_Extrait fourni_:
========

Bulletin 10 / Février 1998

Tombes de Colombier

Description des tombes de l'ancien temple de Colombier

par Germain Hausmann
 
Sources : AE Neuchâtel, Manuel de Justice, n° 23 : registre civil et seigneurial de la Justice de Colombier, commencé le 23 septembre 1818 et terminé à la date du 28 octobre 1831, p. 745-750.

Lors d’une recherche généalogique nous avons trouvé dans un registre de Justice de Colombier le texte suivant qu’il nous a paru intéressant de publier:

[p. 745]
« Procès-verbal de la levée des tombes »
« et exhumation des ossements des corps ensevelis »
« dans l’ancien temple de Colombier »
« du 4e juin mil huit cent vingt-huit »

« Aujourd’hui, quatrième juin de l’année mil huit cent vingt-huit, s’agissant de faire l’ouverture des tombes renfermées dans l’enceinte du temple de Colombier et de procéder à la translation dans le cimetière des ossements qu’elles renferment, translation qui doit précéder la démolition dudit temple, le Conseil d’Etat, sur la direction qui lui a été demandée par l’honorable Communauté de Colombier, ayant chargé noble et vertueux César D’IVERNOIS, conseiller d’Etat et maire en cette juridiction pour Sa Majesté le Roi de Prusse, notre souverain prince et seigneur, de pourvoir à ce que la translation de ces ossements se fît avec décence, mais sans aucune espèce de cérémonie, il a nommé le sieur Jean Henri CLAUDON, membre de la Cour de justice de ce lieu, pour porter présence à cette translation de même qu’à l’ouverture des tombes et il l’a chargé de représenter le gouvernement dans cette occasion. »

========

_Consigne 1_:
Recopiez le passage du texte sur les tombes de Colombier qui va de « Tombes de Colombier » jusqu'à « 1831, p. 745-750. ».
_Consigne 2_:
Quelles personnes le texte sur les tombes de Colombier désigne-t-il par leur nom ? Donnez-les toutes.
_Consigne 3_:
Rédigez la suite du texte sur les tombes de Colombier à partir de sa dernière phrase.

(Lignes issues d'une collection)
========

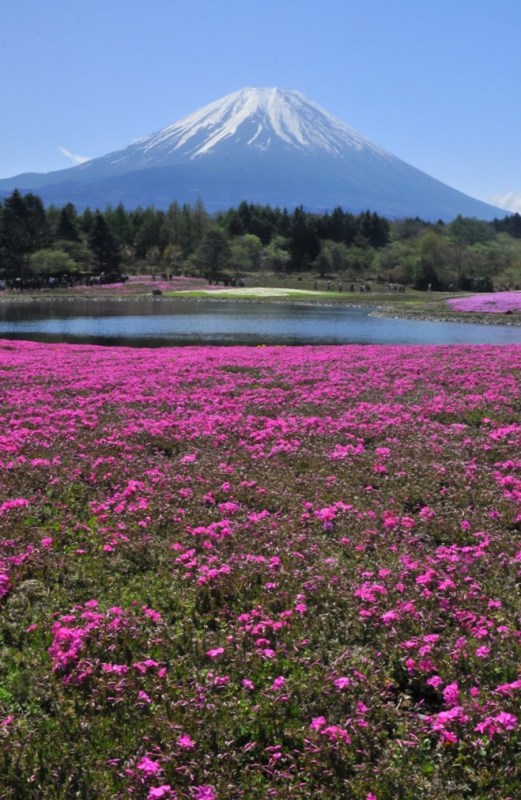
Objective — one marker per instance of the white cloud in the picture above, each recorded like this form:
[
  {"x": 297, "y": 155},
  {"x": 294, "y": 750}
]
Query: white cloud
[
  {"x": 510, "y": 201},
  {"x": 73, "y": 157}
]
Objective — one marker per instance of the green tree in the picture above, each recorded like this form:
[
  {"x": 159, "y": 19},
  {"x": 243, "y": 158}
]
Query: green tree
[
  {"x": 104, "y": 245},
  {"x": 52, "y": 263},
  {"x": 23, "y": 230},
  {"x": 213, "y": 254},
  {"x": 276, "y": 255},
  {"x": 246, "y": 253},
  {"x": 67, "y": 227}
]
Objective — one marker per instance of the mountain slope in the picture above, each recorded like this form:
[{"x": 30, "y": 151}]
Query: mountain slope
[{"x": 266, "y": 146}]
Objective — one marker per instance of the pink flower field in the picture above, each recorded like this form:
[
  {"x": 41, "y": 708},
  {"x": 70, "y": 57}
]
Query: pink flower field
[
  {"x": 494, "y": 303},
  {"x": 260, "y": 572}
]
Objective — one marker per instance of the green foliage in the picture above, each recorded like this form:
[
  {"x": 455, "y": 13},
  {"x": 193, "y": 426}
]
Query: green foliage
[
  {"x": 467, "y": 254},
  {"x": 52, "y": 263}
]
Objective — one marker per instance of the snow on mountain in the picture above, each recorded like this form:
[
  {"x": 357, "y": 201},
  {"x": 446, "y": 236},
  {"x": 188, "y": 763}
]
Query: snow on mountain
[
  {"x": 267, "y": 146},
  {"x": 256, "y": 118}
]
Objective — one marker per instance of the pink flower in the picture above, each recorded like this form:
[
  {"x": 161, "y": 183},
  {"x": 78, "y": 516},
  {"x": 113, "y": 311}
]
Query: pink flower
[
  {"x": 451, "y": 694},
  {"x": 204, "y": 793},
  {"x": 215, "y": 652},
  {"x": 160, "y": 791},
  {"x": 149, "y": 767}
]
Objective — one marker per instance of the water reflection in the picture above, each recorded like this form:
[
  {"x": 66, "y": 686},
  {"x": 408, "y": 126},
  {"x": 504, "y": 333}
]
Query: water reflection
[{"x": 156, "y": 322}]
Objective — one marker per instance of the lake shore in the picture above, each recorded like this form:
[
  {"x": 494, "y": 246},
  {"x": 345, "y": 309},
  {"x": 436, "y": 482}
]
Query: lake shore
[{"x": 410, "y": 305}]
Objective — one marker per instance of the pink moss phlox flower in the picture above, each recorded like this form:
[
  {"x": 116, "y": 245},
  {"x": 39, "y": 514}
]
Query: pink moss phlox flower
[
  {"x": 204, "y": 793},
  {"x": 335, "y": 733},
  {"x": 157, "y": 792},
  {"x": 451, "y": 694},
  {"x": 215, "y": 652},
  {"x": 149, "y": 767},
  {"x": 185, "y": 742},
  {"x": 342, "y": 683}
]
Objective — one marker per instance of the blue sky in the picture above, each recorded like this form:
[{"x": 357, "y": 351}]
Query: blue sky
[{"x": 438, "y": 84}]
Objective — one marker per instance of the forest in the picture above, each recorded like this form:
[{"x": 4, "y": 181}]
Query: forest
[{"x": 62, "y": 246}]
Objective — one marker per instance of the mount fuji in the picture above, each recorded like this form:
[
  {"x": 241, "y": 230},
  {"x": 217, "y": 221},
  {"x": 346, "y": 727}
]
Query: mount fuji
[{"x": 267, "y": 146}]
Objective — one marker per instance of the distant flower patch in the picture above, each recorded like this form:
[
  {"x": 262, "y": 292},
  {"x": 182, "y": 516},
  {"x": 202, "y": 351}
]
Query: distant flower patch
[{"x": 496, "y": 303}]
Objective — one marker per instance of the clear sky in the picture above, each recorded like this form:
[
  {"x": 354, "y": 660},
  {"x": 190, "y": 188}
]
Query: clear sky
[{"x": 437, "y": 83}]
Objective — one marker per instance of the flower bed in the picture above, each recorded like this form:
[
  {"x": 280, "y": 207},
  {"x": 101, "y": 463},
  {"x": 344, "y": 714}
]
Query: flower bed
[
  {"x": 260, "y": 572},
  {"x": 496, "y": 303}
]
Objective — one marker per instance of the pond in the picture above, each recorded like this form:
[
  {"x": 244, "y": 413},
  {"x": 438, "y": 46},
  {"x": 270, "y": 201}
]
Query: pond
[{"x": 159, "y": 322}]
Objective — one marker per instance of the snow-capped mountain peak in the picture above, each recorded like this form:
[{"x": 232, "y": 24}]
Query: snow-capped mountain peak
[{"x": 251, "y": 118}]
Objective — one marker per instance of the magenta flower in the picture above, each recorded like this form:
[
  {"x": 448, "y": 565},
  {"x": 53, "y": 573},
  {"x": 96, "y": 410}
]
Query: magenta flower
[
  {"x": 149, "y": 767},
  {"x": 215, "y": 652},
  {"x": 160, "y": 791},
  {"x": 185, "y": 742}
]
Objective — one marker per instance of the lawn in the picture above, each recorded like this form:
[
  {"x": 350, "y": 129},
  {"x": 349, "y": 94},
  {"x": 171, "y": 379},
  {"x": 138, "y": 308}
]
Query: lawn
[{"x": 267, "y": 572}]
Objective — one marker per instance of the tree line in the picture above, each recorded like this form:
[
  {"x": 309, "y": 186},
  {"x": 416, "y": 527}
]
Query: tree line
[{"x": 41, "y": 245}]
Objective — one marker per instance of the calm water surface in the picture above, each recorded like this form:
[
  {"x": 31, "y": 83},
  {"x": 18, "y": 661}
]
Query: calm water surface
[{"x": 156, "y": 322}]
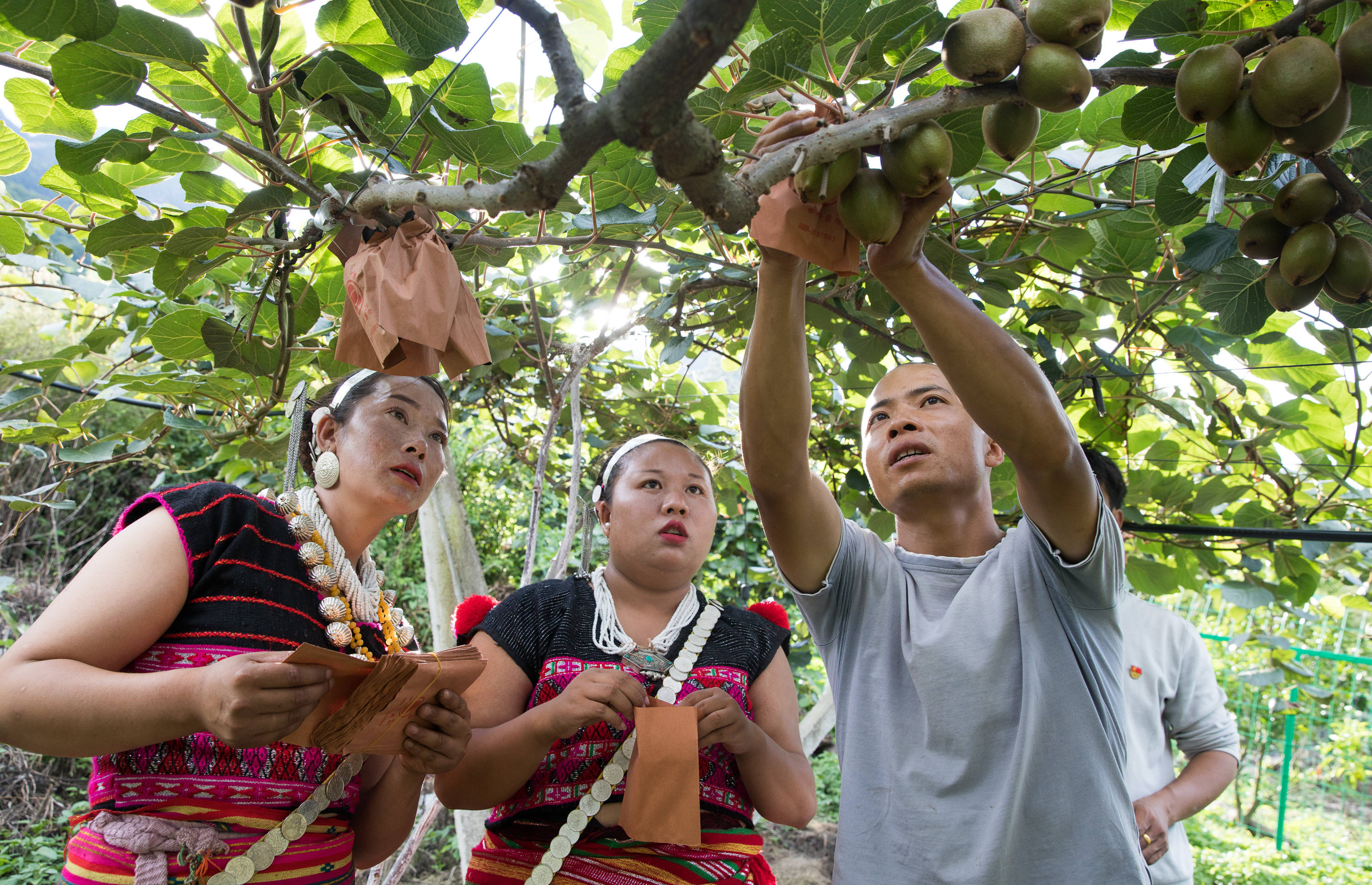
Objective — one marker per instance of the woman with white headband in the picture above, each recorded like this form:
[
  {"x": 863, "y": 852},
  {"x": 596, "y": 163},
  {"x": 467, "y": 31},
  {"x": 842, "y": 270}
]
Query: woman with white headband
[
  {"x": 164, "y": 661},
  {"x": 571, "y": 661}
]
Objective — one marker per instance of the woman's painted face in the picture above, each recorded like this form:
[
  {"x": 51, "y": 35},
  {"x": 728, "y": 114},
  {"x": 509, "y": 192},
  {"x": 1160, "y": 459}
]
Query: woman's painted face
[
  {"x": 393, "y": 448},
  {"x": 662, "y": 518}
]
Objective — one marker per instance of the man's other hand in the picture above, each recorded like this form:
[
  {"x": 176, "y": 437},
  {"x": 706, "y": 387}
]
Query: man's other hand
[
  {"x": 907, "y": 246},
  {"x": 1152, "y": 816}
]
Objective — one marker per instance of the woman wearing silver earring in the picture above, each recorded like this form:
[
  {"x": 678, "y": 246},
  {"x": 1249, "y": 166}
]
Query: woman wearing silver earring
[
  {"x": 164, "y": 659},
  {"x": 571, "y": 661}
]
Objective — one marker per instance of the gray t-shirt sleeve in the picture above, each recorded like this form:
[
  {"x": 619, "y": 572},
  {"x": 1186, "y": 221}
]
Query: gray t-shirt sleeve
[
  {"x": 1097, "y": 581},
  {"x": 1195, "y": 717},
  {"x": 826, "y": 610}
]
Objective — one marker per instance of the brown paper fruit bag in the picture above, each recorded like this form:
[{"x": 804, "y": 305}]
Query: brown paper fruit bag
[
  {"x": 662, "y": 789},
  {"x": 408, "y": 309},
  {"x": 804, "y": 229}
]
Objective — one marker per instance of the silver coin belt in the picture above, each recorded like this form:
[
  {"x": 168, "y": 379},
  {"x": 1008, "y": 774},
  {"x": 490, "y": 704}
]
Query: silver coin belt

========

_Résultat obtenu 1_:
Tombes de Colombier

Description des tombes de l'ancien temple de Colombier

par Germain Hausmann
 
Sources : AE Neuchâtel, Manuel de Justice, n° 23 : registre civil et seigneurial de la Justice de Colombier, commencé le 23 septembre 1818 et terminé à la date du 28 octobre 1831, p. 745-750.

_Résultat obtenu 2_:
Germain Hausmann, César D'IVERNOIS, Jean Henri CLAUDON

_Résultat obtenu 3_:
« En conséquence, ledit jour, dès les huit heures du matin, mondit sieur CLAUDON, accompagné du greffier soussigné pour dresser procès-verbal de cette opération et du sautier François Louis BOREL se sont rencontrés dans le temple après s’être adjoints deux ouvriers pour faire les fouilles, savoir les nommés Josué VUITHlER et Jonas MIEVILLE. »

« De la part de l’honorable Communauté de Colombier, les sieurs [p. 746] Henri JOUX et Samuel MOREL, modernes gouverneurs, s’y sont aussi rencontrés. »

« Monsieur George DE CHAILLET, conseiller d’Etat, ayant manifesté le désir que l’on commençât l’opération par les deux tombes sous les n° 1 et 2 où reposoient des parens de sa famille, c’est ce qui a eu lieu en sa présence; et il ne s’est trouvé dans l’une et l’autre que les ossements d’un seul corps, quoique l’inscription du n° 1 fût de nature à faire entendre que cette tombe renfermoit deux corps, en observant quant au n° 2 que cette tombe parraissait avoir été fouillée par ci-devant, vu que les ossements en étaient dispersés. »

« Inscription gravée sur la pierre qui recouvroit la tombe n° 1, la première dans la nef, du côté du choeur. Voyez le tableau annexé au verbal: « 

« Nobiles conjuges, »
« Abrahamus Chailletus, »
« majoris ditionis La Coste, »
« et »
« Margaretha Bariller, »
« pio conjugio per 48 annos juncti, »
« morte disjoncti : hic rejuncti, aeternam »
« cum Christo conjunctionem »
« expectant. »
« Obiit illa prior XIII apr. anno MDCLXXIV, »
« aetate 68 mens. 4, »
« ille secutus XXIII januar anno MDCLXXXV, »
« aetate 80 mens. 3 die 12. »

[Cf. traduction à la fin de l’article]

« Inscription du n° 2 « 

« ICY GIT LE CORPS »
« DE NOBLE »
« IEAN HENRI »
« CHAILLET, »
« MAIRE DE LA COTE »
« et Conseiller d’Etat »
« DE S.A.S., »
« Décédé le Xouj [?] d’Octobre »
« MDCLXXXEX, »
« Aagé de LXIIII ans. »

[p. 747] « Inscription n° 3 « 

« YCY GIT LE CORPS »
« de……………[blanc dans le texte] et vertueux »
« FELIX THOMASSET, »
« de Colombier, bourgeois »
« de la Ville de Neufchâtel, »
« LIEUTENANT pour S.A.S. »
« en la Justice dudit Colombier, »
« Décédé le 21 de Novembre »
« MDCLXXXVIII, »
« Aagé de LXIIII ans »

« L’on a trouvé dans la fosse du n° 3 ci-dessus quelques ossements, mais d’une personne seulement. »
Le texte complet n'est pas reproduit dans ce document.